REQUEST. Could you reproduce all of the data below word for word, with no changes?

begin SUPPLIED ENTRIES

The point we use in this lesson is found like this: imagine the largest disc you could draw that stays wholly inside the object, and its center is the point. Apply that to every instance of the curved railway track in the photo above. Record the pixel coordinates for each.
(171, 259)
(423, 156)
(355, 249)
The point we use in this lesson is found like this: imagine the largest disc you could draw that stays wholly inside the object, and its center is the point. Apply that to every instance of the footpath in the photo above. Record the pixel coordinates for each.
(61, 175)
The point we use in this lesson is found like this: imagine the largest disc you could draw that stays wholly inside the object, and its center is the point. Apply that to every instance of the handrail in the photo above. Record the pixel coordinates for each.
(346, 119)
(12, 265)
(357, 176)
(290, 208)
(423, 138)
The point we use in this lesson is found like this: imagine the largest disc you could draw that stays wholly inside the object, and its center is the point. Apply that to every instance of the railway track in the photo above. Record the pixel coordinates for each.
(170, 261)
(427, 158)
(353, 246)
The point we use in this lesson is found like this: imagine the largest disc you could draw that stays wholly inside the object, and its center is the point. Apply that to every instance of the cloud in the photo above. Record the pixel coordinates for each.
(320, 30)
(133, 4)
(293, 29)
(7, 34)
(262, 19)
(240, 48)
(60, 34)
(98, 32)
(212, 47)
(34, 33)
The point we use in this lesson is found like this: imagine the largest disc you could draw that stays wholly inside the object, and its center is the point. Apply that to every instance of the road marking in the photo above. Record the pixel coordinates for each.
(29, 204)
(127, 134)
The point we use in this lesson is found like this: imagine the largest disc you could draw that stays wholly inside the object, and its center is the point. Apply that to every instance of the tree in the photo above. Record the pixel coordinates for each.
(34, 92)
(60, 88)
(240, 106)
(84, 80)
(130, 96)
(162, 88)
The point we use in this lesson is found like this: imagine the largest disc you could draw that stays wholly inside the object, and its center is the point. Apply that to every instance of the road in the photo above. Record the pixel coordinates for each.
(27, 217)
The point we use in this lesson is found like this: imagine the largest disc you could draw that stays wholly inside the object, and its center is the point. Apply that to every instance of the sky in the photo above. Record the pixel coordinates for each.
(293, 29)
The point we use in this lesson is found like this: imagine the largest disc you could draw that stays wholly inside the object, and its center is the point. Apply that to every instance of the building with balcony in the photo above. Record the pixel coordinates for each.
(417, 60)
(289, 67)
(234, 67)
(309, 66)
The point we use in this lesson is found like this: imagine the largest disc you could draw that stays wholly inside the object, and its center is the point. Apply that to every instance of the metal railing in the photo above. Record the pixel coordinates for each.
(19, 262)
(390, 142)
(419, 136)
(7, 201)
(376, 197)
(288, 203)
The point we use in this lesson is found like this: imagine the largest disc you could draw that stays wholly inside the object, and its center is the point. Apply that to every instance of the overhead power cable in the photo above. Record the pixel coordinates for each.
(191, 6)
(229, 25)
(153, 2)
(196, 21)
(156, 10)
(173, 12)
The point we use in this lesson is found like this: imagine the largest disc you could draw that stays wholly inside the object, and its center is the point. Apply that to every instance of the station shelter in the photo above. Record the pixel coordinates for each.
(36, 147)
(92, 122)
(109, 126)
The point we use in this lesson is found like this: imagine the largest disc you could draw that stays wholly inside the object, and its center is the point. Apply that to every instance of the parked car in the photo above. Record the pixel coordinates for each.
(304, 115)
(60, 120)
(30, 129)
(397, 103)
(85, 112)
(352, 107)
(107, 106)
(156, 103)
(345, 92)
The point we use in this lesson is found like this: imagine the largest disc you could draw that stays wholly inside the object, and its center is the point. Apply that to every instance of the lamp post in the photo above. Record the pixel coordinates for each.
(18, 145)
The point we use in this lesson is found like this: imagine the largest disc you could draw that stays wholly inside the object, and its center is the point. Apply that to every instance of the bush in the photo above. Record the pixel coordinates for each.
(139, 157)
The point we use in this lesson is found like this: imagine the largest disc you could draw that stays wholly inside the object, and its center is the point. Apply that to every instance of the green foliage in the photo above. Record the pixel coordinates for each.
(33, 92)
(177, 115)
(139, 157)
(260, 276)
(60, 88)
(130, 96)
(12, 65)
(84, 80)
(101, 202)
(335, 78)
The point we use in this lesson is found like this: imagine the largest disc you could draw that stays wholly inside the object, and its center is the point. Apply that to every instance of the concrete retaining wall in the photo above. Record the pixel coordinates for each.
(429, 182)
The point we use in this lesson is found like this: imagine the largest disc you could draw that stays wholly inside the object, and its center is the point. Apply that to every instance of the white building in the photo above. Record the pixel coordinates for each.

end SUPPLIED ENTRIES

FINISHED ANSWER.
The point we use in this lesson is found like this: imagine the largest disc you could draw that stays wholly inside the object, and its center is the point. Apply that to every instance of the curved railway track in the photo above. Record the pixel coordinates for each.
(171, 259)
(423, 156)
(355, 249)
The point we use in this lesson is found like this: imagine the largest disc you could draw that stays wholly inside the object, and its center is the point. Apply that to every instance of the footpath in the photo above. Record the pixel coordinates for each.
(61, 175)
The point we use in this lesson is found like this: imagine the largest disc you could draw that stays wholly inside the object, and its center is the point. Apply that to every instance of the handrail in the photo above. Record the pixel coordinates for each.
(346, 119)
(12, 265)
(357, 176)
(290, 208)
(423, 138)
The point we use in this lesson is found like this: imagine the largest disc you could draw that stays wholly inside the object, and its center is the point. Apply that to every instance of the railway track in the photo above. Record the pixel coordinates for each.
(170, 261)
(427, 158)
(353, 246)
The point we use in this lesson is found like this: imagine the largest disc you could draw that stays wholly inside the object, and its center is the point. Apply that to every instance of the cloud in the photo above. Record the pixel coordinates for each.
(320, 30)
(133, 4)
(293, 29)
(7, 34)
(262, 19)
(240, 48)
(60, 34)
(98, 32)
(212, 47)
(34, 33)
The point we use in this lesson is found like this: imagine the largest disc you could draw that stays wholly inside the object, and its center is the point. Apply that to every instance of the road marking in the photo above. Record the pixel coordinates for each.
(29, 204)
(127, 134)
The point we use in this lesson is found like this: imagine the largest disc you could draw that stays wholly inside the object, and its center is the point. Apply that to every instance of the tree in the photo above. Record the pixel coordinates for each.
(34, 92)
(60, 88)
(240, 106)
(84, 80)
(130, 96)
(162, 88)
The point we use in this lesson is found like this: imagine the largest disc you could draw that stays wholly inside the object, and its center is the point. Apply that to every instance of the road in the photo above. Record the pixel coordinates for each.
(27, 217)
The point we use in this lesson is found like this: imagine the largest disc you could draw that stays wholly inside the object, and its center is the point. Apply that to every instance of the sky in the photo above. Record the pixel coordinates for each.
(293, 29)
The point we use in this lesson is found like this: imagine the largest disc you could draw that stays wholly inside the object, and its center is the point. Apply that to every instance of the building with balcony in the photo above. Record the pixel coordinates for each.
(417, 60)
(289, 67)
(234, 67)
(309, 66)
The point we use in this lesson is found like this: imagine the largest disc you could draw that stays wholly inside the object, and its center is the point. Apply that to every instance of the metal railing in the photo above. Record the pixel coordinates for each.
(19, 262)
(390, 142)
(419, 136)
(7, 201)
(376, 197)
(288, 203)
The point we use in this lesson is found like this: imagine the largest disc you could draw that stays wholly inside the object, and its center is the point. Apply that to every instance of the overhead power cable in the photo above. Record the pixel coordinates for each.
(191, 6)
(229, 25)
(153, 2)
(196, 21)
(156, 10)
(173, 12)
The point we use in this lesson is found like this: imagine the largest disc you could draw that stays wholly inside the object, and its center is the point. Apply that to every instance of the station shelter in the photo above. Record the pixel coordinates for each.
(36, 147)
(92, 122)
(109, 126)
The point we use in this lesson is found like this: imagine the largest disc you could draw that stays wholly inside the object, and its center is the point. Apply that to every instance of the parked car in the photo above. Record the pixel coordinates for each.
(304, 115)
(60, 120)
(30, 129)
(397, 103)
(85, 112)
(352, 107)
(107, 106)
(156, 103)
(345, 92)
The point we use in this lesson is found like this: imagine the largest disc you could draw that stays wholly inside the object, and its center is the point. Apply that to every instance of the lamp post in the photo above. Record the pixel coordinates for each.
(18, 145)
The point we use in this lesson is found like this: imagine the largest disc you could draw that stays wholly inside the object, and its center is the point. Apply that to every instance of the bush in the photo above. Record the pixel coordinates for each.
(139, 157)
The point we use in this lesson is found like this: imagine the largest disc you could draw that stays wholly inside the object, and its center is the point. Apply that to every instance of the green foliage in the photo above. Record the pixel coordinates for each.
(33, 92)
(177, 115)
(139, 157)
(260, 276)
(60, 88)
(130, 96)
(12, 65)
(84, 80)
(101, 202)
(335, 78)
The point we use in this lesson is found like this: imagine the largest disc you could draw that stays wholly inside the object, and its center is the point. Apply that to every instance of the concrete retaining wall in the photo above. Record the pixel coordinates for each.
(429, 182)
The point we use in this lesson is found like this: imagine the largest disc you could draw that stays wholly inside the object, and its center is the point. Apply that to every instance of the white building in the photo above. Record the pixel coordinates for each.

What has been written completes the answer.